> Problem statement: Retype each of the lines below exactly as it appears.

********

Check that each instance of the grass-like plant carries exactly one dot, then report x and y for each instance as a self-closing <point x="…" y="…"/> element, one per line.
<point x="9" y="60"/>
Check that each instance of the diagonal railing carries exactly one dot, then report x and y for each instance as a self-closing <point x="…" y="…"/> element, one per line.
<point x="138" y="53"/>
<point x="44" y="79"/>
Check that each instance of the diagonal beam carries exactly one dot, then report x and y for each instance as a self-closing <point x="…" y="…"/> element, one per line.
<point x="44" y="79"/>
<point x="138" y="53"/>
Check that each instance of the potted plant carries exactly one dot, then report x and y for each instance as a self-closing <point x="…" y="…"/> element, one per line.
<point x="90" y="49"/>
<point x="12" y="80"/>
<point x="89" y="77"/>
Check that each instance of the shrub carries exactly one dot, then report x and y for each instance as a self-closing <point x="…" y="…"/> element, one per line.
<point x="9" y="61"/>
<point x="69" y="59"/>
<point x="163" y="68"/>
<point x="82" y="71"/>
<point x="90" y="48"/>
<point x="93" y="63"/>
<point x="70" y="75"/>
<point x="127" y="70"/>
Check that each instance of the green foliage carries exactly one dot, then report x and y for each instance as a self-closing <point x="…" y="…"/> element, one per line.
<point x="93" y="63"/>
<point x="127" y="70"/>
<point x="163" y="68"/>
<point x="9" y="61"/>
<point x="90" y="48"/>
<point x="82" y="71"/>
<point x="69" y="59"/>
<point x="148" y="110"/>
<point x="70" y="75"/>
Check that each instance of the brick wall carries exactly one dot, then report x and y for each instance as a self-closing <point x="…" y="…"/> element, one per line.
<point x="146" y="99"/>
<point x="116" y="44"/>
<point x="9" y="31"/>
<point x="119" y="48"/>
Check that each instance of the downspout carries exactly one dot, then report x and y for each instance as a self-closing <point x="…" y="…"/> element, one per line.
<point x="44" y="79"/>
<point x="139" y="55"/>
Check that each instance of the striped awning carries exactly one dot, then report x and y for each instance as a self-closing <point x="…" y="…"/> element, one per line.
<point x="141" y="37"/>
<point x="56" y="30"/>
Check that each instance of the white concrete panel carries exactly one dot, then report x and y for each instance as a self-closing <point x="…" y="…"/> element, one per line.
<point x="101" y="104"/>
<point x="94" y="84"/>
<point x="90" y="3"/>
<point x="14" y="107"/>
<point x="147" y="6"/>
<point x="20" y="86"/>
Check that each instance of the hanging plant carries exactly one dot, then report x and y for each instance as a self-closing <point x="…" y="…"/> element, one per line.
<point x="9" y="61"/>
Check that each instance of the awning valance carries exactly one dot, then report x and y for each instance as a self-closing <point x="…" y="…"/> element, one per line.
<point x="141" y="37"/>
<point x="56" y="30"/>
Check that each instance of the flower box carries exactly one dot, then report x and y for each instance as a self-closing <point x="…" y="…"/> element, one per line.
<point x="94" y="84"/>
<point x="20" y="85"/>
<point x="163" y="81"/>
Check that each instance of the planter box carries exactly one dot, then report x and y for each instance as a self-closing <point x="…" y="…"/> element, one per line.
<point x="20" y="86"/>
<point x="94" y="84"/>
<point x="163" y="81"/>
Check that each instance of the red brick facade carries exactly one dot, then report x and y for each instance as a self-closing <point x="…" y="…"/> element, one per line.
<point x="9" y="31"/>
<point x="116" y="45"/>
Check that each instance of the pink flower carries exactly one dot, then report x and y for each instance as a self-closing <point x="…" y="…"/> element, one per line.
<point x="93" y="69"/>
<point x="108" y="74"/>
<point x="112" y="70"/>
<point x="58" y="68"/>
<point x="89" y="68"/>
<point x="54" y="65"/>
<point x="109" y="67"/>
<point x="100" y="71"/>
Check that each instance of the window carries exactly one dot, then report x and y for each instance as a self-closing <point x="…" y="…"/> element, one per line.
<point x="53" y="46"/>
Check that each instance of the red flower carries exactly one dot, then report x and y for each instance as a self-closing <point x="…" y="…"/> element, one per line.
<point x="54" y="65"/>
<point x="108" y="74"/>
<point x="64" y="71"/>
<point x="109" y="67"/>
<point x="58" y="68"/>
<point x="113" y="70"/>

********

> Exercise solution:
Check that each instance of the grass-like plant carries exactly one dot, then report x and y for each instance as a self-closing <point x="…" y="…"/> element, one per line.
<point x="9" y="60"/>
Check that each instance of the diagonal railing carries exactly one dot, then report x and y for each instance as a self-closing <point x="…" y="…"/> element, one per line.
<point x="138" y="53"/>
<point x="44" y="79"/>
Check that each instance of the diagonal beam carries exactly one dot, then report x and y for each instance as a self-closing <point x="…" y="…"/> element, one per line.
<point x="44" y="79"/>
<point x="138" y="53"/>
Check that each instance of the potted plant carries exactly one dot, then report x and y for each instance as a self-closing <point x="…" y="…"/> element, one per line.
<point x="90" y="49"/>
<point x="12" y="80"/>
<point x="89" y="77"/>
Check that each instance of the shrub carries exactly one dot, then report x and y for each instance as a self-closing <point x="…" y="…"/> element, one per line.
<point x="9" y="61"/>
<point x="69" y="59"/>
<point x="163" y="68"/>
<point x="82" y="71"/>
<point x="90" y="48"/>
<point x="93" y="63"/>
<point x="70" y="75"/>
<point x="127" y="70"/>
Check that each instance of the green foliage carries exactly one dot, then report x and y for each instance as a self-closing <point x="…" y="…"/> element, one per line.
<point x="93" y="63"/>
<point x="127" y="70"/>
<point x="163" y="68"/>
<point x="9" y="61"/>
<point x="90" y="48"/>
<point x="82" y="71"/>
<point x="69" y="59"/>
<point x="148" y="110"/>
<point x="70" y="75"/>
Check that each instance of the brick wall carries exactly one dot, then report x and y for each instance as a self-closing <point x="…" y="…"/> element, one per line.
<point x="146" y="99"/>
<point x="116" y="44"/>
<point x="9" y="31"/>
<point x="119" y="48"/>
Check that each instance of the downspout carries exactly one dot, then report x and y for each instance as a self-closing <point x="…" y="…"/> element, one per line.
<point x="44" y="79"/>
<point x="139" y="55"/>
Check that each instance of the striped awning carries exactly one dot, then report x and y for each instance as a self-closing <point x="…" y="…"/> element, one per line.
<point x="141" y="37"/>
<point x="56" y="30"/>
Check that each instance of the white concrete panel carries exactly one dot, then report x and y for each instance as a self-closing <point x="…" y="…"/> element, one per line.
<point x="101" y="104"/>
<point x="94" y="84"/>
<point x="90" y="3"/>
<point x="14" y="107"/>
<point x="147" y="6"/>
<point x="20" y="86"/>
Check that each instance of the hanging plant carries exactly one dot, then report x and y for each instance as a self-closing <point x="…" y="…"/> element, one per line.
<point x="9" y="61"/>
Check that each instance of the awning valance carries exactly one dot, then report x and y for each instance as a self-closing <point x="…" y="…"/> element, one per line.
<point x="141" y="37"/>
<point x="56" y="30"/>
Check that each instance of the flower box carries exactly one dot, then report x and y for each instance as a self-closing <point x="…" y="…"/> element, one per line.
<point x="94" y="84"/>
<point x="20" y="85"/>
<point x="163" y="81"/>
Check that each instance of the planter box carries exactly one dot, then report x and y for each instance as a self-closing <point x="…" y="…"/> element, one per line.
<point x="20" y="86"/>
<point x="94" y="84"/>
<point x="163" y="81"/>
Check that each instance of the red brick facade carries exactly one dot, then report x and y for each instance as a self-closing <point x="…" y="…"/> element, one per line.
<point x="9" y="31"/>
<point x="116" y="45"/>
Check that each instance of the pink flower carries exactly one dot, then report x and y for each instance as a self-closing <point x="…" y="…"/> element, one per line.
<point x="93" y="69"/>
<point x="108" y="74"/>
<point x="112" y="70"/>
<point x="58" y="68"/>
<point x="89" y="68"/>
<point x="54" y="65"/>
<point x="109" y="67"/>
<point x="100" y="71"/>
Check that each instance of the window carries exactly one dot, then report x and y for each instance as a self-closing <point x="…" y="…"/> element, one per line.
<point x="53" y="46"/>
Check that each instance of the red flower carries exactly one dot, then report x and y for each instance as a self-closing <point x="…" y="…"/> element, one per line.
<point x="54" y="65"/>
<point x="108" y="74"/>
<point x="64" y="71"/>
<point x="109" y="67"/>
<point x="58" y="68"/>
<point x="113" y="70"/>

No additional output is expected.